**Written request:**
Your task is to copy the listing exactly. Drop any pictures from the copy.

[start]

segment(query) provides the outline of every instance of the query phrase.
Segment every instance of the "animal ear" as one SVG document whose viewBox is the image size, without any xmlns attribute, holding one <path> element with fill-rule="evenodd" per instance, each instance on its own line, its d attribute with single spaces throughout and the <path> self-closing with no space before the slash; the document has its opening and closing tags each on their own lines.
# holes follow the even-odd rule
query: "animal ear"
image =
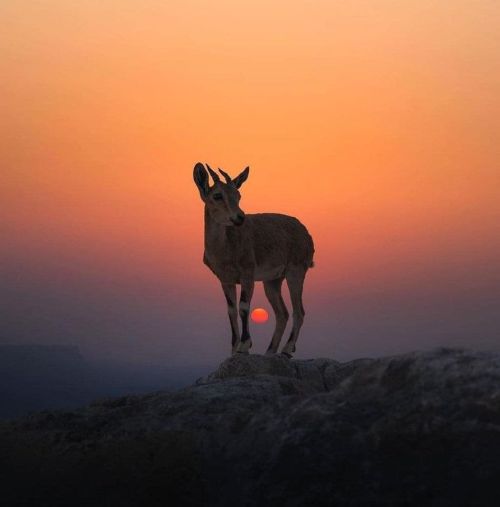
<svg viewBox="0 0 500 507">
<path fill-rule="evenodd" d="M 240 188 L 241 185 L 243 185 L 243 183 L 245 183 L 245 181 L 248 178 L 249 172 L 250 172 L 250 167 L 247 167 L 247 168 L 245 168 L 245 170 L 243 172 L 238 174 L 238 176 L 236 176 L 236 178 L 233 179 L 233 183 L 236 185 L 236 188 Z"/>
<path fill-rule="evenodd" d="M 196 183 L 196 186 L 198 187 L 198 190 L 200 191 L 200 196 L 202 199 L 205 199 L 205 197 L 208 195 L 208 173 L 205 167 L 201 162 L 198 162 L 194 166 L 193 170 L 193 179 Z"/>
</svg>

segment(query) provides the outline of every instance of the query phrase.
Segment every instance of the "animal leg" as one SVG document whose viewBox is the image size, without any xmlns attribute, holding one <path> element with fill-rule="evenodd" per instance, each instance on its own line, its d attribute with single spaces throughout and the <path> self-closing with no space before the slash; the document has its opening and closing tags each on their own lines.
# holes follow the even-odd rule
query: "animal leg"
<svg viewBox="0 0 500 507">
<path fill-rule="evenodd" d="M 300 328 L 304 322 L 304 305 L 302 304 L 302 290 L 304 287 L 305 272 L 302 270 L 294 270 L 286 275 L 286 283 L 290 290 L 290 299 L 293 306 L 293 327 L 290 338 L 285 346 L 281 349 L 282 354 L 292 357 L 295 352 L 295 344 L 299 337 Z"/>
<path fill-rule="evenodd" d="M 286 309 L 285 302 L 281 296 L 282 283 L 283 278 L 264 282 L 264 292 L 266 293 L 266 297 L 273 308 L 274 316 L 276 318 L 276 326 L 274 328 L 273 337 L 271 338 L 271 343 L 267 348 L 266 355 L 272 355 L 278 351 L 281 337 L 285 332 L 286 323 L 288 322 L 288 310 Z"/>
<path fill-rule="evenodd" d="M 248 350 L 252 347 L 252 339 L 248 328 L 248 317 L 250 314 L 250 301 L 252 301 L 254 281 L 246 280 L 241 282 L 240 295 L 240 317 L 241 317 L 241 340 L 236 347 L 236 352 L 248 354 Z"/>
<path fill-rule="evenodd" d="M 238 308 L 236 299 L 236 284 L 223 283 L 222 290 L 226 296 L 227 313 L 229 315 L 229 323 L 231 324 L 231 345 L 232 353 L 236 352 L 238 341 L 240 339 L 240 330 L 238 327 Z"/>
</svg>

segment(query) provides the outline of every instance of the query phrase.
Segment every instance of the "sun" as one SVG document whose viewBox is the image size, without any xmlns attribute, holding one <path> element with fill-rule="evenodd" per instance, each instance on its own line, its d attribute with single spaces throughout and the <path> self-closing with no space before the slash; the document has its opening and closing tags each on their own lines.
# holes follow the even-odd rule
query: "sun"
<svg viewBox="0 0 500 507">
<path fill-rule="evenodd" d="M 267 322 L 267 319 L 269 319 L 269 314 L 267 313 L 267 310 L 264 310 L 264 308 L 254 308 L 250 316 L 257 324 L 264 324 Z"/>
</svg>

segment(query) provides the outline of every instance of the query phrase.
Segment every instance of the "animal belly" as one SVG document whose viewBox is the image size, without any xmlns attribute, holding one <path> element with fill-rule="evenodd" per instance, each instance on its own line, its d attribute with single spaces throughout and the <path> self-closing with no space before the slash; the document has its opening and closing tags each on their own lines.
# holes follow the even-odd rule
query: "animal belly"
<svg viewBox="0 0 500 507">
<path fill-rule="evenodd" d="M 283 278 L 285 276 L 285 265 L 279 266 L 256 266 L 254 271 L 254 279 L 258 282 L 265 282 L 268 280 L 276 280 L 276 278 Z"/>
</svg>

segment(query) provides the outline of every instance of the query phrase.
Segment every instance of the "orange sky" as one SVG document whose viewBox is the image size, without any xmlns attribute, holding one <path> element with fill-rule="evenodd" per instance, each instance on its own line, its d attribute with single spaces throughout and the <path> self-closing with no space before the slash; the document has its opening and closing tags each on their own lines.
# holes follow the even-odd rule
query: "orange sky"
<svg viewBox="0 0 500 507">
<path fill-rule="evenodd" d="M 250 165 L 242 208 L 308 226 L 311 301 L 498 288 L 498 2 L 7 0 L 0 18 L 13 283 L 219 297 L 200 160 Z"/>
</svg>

[end]

**Full answer:**
segment(query) provides the outline of every instance of the query phrase.
Segment every instance of the "animal ear" as one SVG document whose viewBox is the image size, without any xmlns attribute, holding one <path> element with fill-rule="evenodd" per instance, each instance on its own line, its d attribute with single spaces throughout and the <path> self-closing with no space before the slash; the document has its opening and closing tags each on their own lines.
# holes follow the even-odd rule
query: "animal ear"
image =
<svg viewBox="0 0 500 507">
<path fill-rule="evenodd" d="M 240 188 L 241 185 L 243 185 L 243 183 L 245 183 L 245 181 L 248 178 L 249 172 L 250 172 L 250 167 L 247 167 L 247 168 L 245 168 L 245 170 L 243 172 L 238 174 L 238 176 L 236 176 L 236 178 L 233 179 L 233 183 L 236 185 L 236 188 Z"/>
<path fill-rule="evenodd" d="M 196 183 L 196 186 L 198 187 L 198 190 L 200 191 L 200 196 L 202 199 L 205 199 L 205 197 L 208 195 L 208 173 L 205 167 L 201 162 L 198 162 L 194 166 L 193 170 L 193 179 Z"/>
</svg>

segment(query) provides the outline of every instance of the query phrase.
Segment every instance of the "animal leg" as one SVG document whose viewBox is the image size, without any xmlns attribute, holding one <path> element with fill-rule="evenodd" per instance, each instance on its own line, its d attribute with single spaces throughout and the <path> self-closing with no space before the slash; the document has its opening and closing tags each on their own lines.
# holes follow the even-odd rule
query: "animal leg"
<svg viewBox="0 0 500 507">
<path fill-rule="evenodd" d="M 300 328 L 304 322 L 304 305 L 302 304 L 302 290 L 304 287 L 305 272 L 302 270 L 294 270 L 286 275 L 286 283 L 290 290 L 290 299 L 293 306 L 293 327 L 290 338 L 285 346 L 281 349 L 282 354 L 292 357 L 295 352 L 295 344 L 299 337 Z"/>
<path fill-rule="evenodd" d="M 286 309 L 285 302 L 281 296 L 282 283 L 283 278 L 264 282 L 264 292 L 266 293 L 266 297 L 273 308 L 274 316 L 276 318 L 276 326 L 274 328 L 273 337 L 271 338 L 271 343 L 267 348 L 266 355 L 272 355 L 278 351 L 281 337 L 285 332 L 286 323 L 288 322 L 288 310 Z"/>
<path fill-rule="evenodd" d="M 248 350 L 252 347 L 252 339 L 248 328 L 248 317 L 250 314 L 250 301 L 252 301 L 254 281 L 246 280 L 241 282 L 240 295 L 240 317 L 241 317 L 241 340 L 236 347 L 236 352 L 248 354 Z"/>
<path fill-rule="evenodd" d="M 238 308 L 236 299 L 236 284 L 223 283 L 222 290 L 226 296 L 227 313 L 229 315 L 229 323 L 231 324 L 231 345 L 232 353 L 236 352 L 238 341 L 240 339 L 240 330 L 238 327 Z"/>
</svg>

segment(query) provides the outline of every instance of the query phrase.
Segment every instance of the "sun" as one SVG document whose viewBox is the image size, without any xmlns attribute, holding one <path> element with fill-rule="evenodd" per instance, each instance on its own line, its d attribute with single spaces throughout and the <path> self-closing with no space before the slash; the document has its opening and closing tags each on their own lines.
# holes follow the even-odd rule
query: "sun"
<svg viewBox="0 0 500 507">
<path fill-rule="evenodd" d="M 267 322 L 267 319 L 269 319 L 269 314 L 267 313 L 267 310 L 264 310 L 264 308 L 254 308 L 250 316 L 257 324 L 264 324 Z"/>
</svg>

segment(query) provides the outline of every instance of the query phrase.
Segment every instance of the "animal belly" as one SVG document whose viewBox is the image size, without any xmlns attribute, holding one <path> element with fill-rule="evenodd" per instance, each instance on its own line, its d attribute with single spaces throughout and the <path> self-closing with no space before the slash; the document has its opening and closing tags each on their own lines.
# holes follow the even-odd rule
query: "animal belly"
<svg viewBox="0 0 500 507">
<path fill-rule="evenodd" d="M 283 278 L 285 276 L 285 265 L 279 266 L 256 266 L 254 271 L 254 279 L 258 282 L 265 282 L 268 280 L 276 280 L 276 278 Z"/>
</svg>

segment(query) provides the outline of every instance of the query phrase.
Segment every instance of the "orange sky" as one SVG document whose viewBox is the image size, without any xmlns attribute, holding one <path> element with fill-rule="evenodd" per instance, each instance on its own line, its d attribute with single spaces throughout and the <path> self-closing with no space before the slash; the document has its opening and closing tags each on their own lines.
# holes follow the even-odd rule
query: "orange sky"
<svg viewBox="0 0 500 507">
<path fill-rule="evenodd" d="M 250 165 L 242 208 L 308 226 L 311 301 L 498 288 L 498 2 L 7 0 L 0 18 L 13 283 L 219 297 L 200 160 Z"/>
</svg>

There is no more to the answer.